▶ [Goal of the exercise]
Reproduce the entries below verbatim, starting at the line containing "If you could put a point on the pöttinger" and ending with the line containing "(1074, 209)", both included.

▶ [Provided material]
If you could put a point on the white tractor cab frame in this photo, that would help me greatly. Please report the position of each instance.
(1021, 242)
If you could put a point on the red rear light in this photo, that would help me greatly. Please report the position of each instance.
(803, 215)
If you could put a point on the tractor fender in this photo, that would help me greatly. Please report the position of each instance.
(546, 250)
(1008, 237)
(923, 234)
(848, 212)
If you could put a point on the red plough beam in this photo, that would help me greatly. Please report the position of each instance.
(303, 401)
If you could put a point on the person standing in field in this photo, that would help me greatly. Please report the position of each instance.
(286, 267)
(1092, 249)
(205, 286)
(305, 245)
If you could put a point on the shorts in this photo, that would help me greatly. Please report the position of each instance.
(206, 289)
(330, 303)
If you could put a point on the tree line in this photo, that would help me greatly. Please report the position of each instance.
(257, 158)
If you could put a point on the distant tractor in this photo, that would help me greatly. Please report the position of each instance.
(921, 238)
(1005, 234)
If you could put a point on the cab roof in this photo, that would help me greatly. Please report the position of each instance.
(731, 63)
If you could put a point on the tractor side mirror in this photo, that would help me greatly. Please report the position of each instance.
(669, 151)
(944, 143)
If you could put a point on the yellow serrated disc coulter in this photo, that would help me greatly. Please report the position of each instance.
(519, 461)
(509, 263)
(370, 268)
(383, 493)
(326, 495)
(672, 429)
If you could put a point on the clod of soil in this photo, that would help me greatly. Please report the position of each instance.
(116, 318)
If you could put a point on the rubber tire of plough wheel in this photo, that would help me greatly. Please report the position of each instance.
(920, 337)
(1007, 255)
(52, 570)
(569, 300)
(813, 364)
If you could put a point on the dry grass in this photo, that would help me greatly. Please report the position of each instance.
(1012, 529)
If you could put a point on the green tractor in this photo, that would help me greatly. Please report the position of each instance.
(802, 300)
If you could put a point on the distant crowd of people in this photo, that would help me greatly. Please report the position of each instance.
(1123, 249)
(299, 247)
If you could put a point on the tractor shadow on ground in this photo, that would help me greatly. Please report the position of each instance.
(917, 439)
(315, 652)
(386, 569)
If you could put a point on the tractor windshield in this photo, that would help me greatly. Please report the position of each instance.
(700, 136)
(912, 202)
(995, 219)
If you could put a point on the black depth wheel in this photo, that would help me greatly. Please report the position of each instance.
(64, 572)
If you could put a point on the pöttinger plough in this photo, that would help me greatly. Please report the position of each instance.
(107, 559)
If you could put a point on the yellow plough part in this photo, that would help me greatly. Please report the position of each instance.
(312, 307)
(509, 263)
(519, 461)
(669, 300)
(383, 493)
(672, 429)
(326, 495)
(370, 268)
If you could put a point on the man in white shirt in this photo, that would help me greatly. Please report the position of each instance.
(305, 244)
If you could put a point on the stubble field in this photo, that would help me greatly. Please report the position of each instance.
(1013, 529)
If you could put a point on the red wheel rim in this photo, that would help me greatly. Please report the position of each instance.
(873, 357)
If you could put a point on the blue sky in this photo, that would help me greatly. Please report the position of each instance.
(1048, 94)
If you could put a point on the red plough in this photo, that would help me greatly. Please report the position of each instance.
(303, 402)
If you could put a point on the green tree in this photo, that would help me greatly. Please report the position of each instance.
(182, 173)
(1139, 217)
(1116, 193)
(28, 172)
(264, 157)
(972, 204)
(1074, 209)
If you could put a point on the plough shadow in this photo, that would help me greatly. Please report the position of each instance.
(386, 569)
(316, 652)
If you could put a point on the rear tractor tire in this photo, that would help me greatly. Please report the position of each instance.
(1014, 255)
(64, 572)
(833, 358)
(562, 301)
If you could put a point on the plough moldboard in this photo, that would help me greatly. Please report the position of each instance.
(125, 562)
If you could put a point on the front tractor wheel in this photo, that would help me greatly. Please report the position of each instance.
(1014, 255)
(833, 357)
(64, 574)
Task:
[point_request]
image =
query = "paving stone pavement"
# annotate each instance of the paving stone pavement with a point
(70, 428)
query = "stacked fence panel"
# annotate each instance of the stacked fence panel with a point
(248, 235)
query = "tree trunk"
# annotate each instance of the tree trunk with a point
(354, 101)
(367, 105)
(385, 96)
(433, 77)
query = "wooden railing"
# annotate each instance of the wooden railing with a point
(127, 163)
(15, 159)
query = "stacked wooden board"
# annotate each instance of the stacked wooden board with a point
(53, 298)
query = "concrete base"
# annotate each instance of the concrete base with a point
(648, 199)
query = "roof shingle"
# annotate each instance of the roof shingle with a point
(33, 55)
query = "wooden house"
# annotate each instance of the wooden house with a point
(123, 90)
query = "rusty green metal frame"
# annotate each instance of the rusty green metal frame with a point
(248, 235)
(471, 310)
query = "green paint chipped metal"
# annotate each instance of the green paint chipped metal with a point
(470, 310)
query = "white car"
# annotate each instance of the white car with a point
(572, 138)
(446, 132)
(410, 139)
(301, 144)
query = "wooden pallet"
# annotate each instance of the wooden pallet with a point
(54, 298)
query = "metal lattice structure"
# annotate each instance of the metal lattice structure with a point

▶ [Solution to this task]
If you could put a point on the pöttinger plough in this photo, that would help me greatly. Please report the position of each instance.
(107, 559)
If you could put a point on the yellow plough part in this photo, that would help me greatly. Please report the position of each instance.
(312, 307)
(509, 263)
(519, 461)
(669, 300)
(383, 493)
(672, 429)
(326, 495)
(370, 268)
If you could put a point on the man in white shirt in this photo, that would help me greatly. Please report the position of each instance.
(305, 244)
If you could put a point on the stubble field in this photo, that would help me greatly. Please report the position of each instance.
(1013, 529)
If you could put a point on the red wheel rim in this photo, that would help me greatly. Please report the position of each instance.
(873, 357)
If you could put a point on the blue sky in this photo, that would help me greatly. Please report the position of each instance.
(1048, 94)
If you could put a point on the red plough in this photo, that would help me greatly. Please report the position of each instance.
(303, 402)
If you could put a point on the green tree in this photo, that would help me greatly. Please report the position of each instance.
(182, 173)
(1139, 217)
(1116, 193)
(28, 172)
(264, 157)
(972, 204)
(1074, 209)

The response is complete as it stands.